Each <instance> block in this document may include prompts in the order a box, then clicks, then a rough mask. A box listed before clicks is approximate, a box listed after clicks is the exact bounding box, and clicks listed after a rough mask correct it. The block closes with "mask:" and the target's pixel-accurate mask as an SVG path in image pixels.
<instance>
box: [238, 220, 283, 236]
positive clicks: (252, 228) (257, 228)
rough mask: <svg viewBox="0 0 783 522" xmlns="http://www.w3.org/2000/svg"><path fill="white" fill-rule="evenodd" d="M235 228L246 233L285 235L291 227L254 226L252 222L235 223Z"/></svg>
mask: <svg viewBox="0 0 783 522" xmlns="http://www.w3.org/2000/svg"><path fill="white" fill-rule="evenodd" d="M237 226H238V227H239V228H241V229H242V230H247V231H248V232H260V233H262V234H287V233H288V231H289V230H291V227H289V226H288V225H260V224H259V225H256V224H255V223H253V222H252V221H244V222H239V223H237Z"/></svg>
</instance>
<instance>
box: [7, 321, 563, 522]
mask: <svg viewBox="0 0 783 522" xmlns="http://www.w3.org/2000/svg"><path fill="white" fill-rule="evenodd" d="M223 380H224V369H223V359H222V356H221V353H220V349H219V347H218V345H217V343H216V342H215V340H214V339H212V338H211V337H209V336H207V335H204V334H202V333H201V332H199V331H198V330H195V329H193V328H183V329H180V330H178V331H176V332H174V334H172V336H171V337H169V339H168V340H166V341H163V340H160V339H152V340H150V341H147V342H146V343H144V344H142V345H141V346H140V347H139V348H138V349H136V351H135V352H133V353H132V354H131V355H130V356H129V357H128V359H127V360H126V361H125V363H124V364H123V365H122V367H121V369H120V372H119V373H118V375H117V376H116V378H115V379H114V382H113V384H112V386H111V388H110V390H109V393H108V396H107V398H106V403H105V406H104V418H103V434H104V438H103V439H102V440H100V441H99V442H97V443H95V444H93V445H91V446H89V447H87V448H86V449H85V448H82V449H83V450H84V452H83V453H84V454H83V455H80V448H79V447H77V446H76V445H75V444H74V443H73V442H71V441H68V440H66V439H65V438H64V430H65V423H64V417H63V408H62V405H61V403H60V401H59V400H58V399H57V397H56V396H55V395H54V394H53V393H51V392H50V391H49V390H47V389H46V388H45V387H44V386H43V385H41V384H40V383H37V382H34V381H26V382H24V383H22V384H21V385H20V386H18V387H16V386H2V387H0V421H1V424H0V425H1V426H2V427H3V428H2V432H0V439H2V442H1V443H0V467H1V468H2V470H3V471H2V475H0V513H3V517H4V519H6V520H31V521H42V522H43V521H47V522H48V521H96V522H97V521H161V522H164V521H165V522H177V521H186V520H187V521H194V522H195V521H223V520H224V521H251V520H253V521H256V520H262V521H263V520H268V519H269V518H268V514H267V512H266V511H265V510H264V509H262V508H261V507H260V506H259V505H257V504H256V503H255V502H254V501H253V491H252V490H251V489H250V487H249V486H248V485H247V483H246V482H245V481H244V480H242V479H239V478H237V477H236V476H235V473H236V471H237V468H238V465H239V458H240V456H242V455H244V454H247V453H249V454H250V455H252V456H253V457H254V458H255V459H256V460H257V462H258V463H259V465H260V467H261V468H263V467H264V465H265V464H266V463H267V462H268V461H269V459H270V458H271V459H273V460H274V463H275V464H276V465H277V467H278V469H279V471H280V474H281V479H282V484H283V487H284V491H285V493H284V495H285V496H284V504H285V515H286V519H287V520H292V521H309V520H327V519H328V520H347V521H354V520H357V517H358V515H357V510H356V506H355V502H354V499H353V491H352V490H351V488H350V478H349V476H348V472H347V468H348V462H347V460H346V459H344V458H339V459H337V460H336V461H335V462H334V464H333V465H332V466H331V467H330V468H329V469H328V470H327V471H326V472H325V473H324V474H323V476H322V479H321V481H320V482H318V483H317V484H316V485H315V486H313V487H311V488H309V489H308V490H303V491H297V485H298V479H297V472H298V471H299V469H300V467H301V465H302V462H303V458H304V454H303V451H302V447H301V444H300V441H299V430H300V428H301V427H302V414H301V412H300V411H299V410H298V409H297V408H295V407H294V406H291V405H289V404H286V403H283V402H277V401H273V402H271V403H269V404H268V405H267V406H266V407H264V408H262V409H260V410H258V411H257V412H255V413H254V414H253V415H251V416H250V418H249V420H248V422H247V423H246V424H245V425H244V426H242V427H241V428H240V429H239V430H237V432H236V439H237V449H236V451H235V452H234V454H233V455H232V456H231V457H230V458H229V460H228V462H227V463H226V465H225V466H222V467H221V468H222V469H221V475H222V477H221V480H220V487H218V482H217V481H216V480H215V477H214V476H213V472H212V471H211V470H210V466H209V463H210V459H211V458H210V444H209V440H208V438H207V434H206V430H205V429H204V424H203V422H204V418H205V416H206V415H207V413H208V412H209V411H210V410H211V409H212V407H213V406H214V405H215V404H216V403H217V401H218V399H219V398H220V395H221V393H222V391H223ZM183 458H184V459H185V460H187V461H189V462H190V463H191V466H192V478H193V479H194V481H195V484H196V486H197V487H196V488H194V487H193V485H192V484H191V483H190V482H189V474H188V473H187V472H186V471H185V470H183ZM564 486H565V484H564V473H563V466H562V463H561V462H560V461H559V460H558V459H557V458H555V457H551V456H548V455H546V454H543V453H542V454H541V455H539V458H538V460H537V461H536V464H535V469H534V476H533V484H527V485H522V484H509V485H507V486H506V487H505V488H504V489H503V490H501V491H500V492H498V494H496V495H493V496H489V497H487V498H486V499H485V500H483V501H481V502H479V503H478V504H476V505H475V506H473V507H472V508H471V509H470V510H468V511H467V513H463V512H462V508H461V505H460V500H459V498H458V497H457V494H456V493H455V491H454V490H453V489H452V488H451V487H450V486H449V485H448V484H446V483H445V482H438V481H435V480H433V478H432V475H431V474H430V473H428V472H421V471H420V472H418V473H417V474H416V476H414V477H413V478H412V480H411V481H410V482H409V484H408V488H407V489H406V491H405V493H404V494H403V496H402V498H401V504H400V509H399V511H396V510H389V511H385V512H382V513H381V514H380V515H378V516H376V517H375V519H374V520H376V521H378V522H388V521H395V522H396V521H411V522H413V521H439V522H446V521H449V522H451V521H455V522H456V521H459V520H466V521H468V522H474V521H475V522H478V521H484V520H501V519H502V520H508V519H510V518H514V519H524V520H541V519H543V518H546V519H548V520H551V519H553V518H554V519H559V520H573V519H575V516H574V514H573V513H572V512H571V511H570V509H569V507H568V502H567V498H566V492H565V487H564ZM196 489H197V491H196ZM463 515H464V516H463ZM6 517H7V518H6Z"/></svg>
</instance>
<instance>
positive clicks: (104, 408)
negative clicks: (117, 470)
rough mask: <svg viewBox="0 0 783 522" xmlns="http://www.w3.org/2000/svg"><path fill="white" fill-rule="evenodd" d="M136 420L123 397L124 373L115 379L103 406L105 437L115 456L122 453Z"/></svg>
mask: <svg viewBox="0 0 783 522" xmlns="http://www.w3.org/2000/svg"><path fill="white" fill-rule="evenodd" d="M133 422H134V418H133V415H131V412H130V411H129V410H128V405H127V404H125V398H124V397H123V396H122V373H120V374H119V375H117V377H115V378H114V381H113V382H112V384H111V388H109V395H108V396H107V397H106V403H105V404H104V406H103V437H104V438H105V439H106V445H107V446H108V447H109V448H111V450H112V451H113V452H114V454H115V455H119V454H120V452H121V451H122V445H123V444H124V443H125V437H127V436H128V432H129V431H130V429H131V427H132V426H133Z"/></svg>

┄┄┄┄┄┄┄┄┄┄

List each line in the data above that contains the string "positive".

* [RESPONSE TO THE EXERCISE]
positive clicks: (252, 228) (257, 228)
positive clicks: (104, 408)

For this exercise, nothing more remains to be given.